PROBLEM TO SOLVE: When you reach the line containing "glass window with one point per instance." in the entries below, begin reproducing lines exactly, and stop once the line containing "ball finial with one point per instance." is done.

** Opening INPUT block **

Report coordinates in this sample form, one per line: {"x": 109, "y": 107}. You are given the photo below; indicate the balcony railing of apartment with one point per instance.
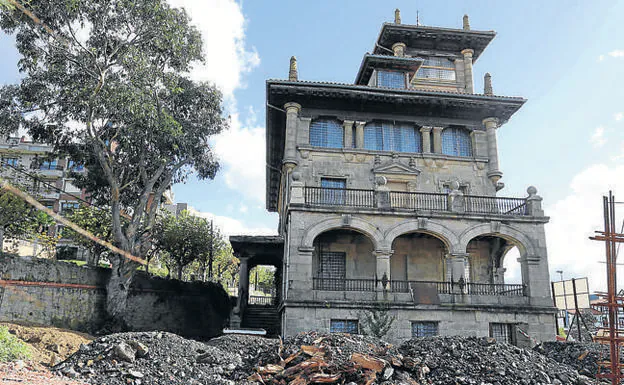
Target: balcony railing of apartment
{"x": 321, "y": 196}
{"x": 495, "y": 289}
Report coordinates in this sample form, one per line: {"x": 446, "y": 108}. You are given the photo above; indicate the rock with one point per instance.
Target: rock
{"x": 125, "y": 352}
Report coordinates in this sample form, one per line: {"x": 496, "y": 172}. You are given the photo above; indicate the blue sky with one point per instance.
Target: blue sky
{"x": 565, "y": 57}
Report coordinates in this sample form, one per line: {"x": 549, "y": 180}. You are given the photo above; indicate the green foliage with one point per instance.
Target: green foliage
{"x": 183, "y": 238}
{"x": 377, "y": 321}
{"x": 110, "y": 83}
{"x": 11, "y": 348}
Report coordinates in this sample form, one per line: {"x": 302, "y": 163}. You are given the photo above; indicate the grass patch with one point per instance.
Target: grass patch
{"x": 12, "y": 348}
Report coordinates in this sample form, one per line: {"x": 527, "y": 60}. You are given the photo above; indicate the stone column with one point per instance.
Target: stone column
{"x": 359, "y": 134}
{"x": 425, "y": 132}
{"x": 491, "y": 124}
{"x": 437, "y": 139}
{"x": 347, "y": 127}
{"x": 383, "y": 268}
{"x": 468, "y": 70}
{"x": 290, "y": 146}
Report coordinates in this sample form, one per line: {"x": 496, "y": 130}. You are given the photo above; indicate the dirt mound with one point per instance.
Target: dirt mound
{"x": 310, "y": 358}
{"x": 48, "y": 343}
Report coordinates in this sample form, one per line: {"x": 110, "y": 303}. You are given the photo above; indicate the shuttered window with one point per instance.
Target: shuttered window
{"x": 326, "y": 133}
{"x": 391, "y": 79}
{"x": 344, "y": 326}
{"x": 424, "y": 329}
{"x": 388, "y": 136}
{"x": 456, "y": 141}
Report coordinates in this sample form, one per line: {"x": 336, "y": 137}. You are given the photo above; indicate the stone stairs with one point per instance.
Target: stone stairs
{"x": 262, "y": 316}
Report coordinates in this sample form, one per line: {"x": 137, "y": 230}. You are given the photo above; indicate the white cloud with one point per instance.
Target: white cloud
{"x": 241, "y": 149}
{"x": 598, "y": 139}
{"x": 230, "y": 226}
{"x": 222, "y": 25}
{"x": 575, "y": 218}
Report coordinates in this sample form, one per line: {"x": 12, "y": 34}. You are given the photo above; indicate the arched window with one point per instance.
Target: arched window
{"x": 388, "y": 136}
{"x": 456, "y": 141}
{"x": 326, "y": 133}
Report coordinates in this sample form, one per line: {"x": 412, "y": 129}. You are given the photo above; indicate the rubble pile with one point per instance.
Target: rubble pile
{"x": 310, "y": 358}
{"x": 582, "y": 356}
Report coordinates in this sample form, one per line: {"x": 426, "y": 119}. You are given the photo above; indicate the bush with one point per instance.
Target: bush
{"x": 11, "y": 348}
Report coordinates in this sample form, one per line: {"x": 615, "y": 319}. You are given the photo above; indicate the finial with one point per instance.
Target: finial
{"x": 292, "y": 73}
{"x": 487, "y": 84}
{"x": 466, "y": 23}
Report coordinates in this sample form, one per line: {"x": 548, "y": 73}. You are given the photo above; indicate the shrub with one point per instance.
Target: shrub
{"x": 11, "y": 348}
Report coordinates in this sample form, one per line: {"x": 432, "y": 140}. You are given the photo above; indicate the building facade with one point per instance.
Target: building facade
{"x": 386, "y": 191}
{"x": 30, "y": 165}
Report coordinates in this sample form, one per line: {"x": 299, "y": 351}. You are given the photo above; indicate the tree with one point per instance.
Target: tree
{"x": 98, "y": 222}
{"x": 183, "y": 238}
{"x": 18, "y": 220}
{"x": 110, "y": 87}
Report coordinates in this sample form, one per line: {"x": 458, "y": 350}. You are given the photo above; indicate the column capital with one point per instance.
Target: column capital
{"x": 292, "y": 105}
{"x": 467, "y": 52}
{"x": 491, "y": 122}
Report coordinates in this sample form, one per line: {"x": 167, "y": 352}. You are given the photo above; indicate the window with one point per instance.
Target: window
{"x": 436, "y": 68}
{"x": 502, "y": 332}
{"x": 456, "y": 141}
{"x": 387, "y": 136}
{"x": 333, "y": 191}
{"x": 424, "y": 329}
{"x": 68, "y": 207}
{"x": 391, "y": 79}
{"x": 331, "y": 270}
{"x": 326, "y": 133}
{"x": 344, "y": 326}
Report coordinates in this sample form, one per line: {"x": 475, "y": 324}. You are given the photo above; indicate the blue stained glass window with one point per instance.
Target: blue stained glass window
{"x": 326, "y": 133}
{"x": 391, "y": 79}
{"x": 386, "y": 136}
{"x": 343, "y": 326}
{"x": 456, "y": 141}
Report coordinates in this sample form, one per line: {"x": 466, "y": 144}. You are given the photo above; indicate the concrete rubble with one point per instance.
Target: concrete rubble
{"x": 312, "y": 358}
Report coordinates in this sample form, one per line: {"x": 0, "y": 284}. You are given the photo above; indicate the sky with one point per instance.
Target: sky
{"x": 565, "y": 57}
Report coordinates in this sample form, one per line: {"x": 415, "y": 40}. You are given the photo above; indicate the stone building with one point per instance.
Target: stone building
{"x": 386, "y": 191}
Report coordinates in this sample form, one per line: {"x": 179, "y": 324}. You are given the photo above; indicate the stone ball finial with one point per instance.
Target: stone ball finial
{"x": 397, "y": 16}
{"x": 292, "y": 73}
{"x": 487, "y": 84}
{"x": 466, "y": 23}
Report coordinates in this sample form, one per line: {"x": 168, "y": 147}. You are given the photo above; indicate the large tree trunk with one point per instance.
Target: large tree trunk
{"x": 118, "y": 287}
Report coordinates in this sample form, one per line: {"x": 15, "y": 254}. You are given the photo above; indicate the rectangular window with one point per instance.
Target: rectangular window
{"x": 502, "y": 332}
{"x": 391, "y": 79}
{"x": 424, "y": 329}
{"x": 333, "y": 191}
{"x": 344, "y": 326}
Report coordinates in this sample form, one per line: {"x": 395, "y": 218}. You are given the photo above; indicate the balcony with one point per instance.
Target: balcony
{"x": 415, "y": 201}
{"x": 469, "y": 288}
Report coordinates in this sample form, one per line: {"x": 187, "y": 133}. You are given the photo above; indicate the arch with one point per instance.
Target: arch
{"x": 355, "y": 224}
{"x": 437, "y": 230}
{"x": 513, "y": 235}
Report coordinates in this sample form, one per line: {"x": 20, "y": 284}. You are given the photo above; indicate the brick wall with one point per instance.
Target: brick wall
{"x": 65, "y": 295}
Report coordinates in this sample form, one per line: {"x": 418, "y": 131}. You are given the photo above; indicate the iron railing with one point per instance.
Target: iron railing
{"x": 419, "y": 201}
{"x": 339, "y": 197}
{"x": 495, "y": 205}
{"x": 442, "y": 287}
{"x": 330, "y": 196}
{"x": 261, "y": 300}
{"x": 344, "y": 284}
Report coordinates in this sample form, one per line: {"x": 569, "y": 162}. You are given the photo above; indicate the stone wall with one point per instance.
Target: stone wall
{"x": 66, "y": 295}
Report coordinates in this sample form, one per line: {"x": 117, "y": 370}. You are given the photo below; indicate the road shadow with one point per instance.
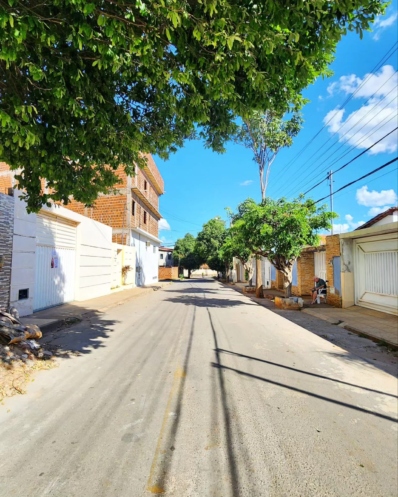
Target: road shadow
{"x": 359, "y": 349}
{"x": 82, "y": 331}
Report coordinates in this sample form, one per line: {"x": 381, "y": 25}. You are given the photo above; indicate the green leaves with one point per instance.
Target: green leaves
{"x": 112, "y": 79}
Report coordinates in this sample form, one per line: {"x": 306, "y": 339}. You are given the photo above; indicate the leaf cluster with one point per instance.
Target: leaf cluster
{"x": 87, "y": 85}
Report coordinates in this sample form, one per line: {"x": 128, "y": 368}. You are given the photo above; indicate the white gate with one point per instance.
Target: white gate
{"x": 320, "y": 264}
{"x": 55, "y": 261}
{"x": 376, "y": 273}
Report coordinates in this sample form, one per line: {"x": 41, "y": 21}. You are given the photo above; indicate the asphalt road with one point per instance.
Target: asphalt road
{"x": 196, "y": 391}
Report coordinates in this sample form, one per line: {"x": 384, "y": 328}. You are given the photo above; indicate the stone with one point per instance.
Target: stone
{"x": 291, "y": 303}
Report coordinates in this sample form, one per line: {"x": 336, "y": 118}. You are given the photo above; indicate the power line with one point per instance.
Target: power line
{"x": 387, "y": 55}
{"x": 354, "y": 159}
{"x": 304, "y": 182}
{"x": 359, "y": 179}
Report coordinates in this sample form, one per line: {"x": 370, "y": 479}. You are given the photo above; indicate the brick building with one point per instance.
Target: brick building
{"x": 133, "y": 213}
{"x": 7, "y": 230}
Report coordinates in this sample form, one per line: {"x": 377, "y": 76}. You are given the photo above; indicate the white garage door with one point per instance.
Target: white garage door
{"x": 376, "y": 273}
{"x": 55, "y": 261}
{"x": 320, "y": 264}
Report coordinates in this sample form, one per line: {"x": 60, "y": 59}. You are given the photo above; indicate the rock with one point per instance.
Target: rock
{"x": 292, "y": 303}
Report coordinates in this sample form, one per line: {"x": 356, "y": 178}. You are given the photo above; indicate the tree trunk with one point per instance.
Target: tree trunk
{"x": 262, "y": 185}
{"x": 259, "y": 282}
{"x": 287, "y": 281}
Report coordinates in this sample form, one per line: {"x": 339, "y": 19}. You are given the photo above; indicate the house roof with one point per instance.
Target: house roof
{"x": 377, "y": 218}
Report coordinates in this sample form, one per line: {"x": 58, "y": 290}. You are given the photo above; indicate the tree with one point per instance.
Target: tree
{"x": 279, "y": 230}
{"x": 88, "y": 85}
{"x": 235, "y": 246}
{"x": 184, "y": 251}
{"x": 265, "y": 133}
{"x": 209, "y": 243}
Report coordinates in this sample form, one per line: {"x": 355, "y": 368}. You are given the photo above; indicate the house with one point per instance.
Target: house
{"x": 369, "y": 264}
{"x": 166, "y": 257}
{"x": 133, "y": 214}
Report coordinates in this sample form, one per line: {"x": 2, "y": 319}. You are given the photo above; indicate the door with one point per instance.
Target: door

** Closing INPUT block **

WRITTEN RESPONSE:
Report coordinates in this sample form, one per line: {"x": 475, "y": 324}. You are given the photo above; indicate the blue stained glass window with one point per instance.
Target: blue stained glass window
{"x": 326, "y": 133}
{"x": 391, "y": 79}
{"x": 386, "y": 136}
{"x": 343, "y": 326}
{"x": 456, "y": 141}
Report coordinates in this sample form, one per line: {"x": 466, "y": 144}. You are given the photo above; indicate the concrete rubble with one point per instance.
Target: concrete rubble
{"x": 312, "y": 358}
Report coordinates in this sample form, one per line: {"x": 0, "y": 284}. You are given the photo above; indicate the sky with one point per instance.
Target: sky
{"x": 565, "y": 57}
Report coordinates in this sample form, one per line: {"x": 415, "y": 40}. You are given the photo above; indicate the stone building with one point per instance.
Target: stone building
{"x": 386, "y": 191}
Report coordinates in this sample form, one per line: {"x": 179, "y": 324}. You are given the photo above; indicate the stone ball finial with one point per instance.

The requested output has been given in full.